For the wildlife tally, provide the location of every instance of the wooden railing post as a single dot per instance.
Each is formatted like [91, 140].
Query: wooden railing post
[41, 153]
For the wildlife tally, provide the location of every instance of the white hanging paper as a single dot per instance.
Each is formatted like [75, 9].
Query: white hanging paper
________
WORK ORDER: For this exercise, write out all of the data exactly.

EXERCISE OUTPUT:
For the wildlife tally, provide the location of every instance of the wooden railing post as a single dot per instance.
Each is formatted like [91, 140].
Query: wooden railing post
[41, 153]
For the wildlife tally, provide the location of every instance of the white hanging paper as a single dot per instance.
Each is formatted like [75, 9].
Query: white hanging paper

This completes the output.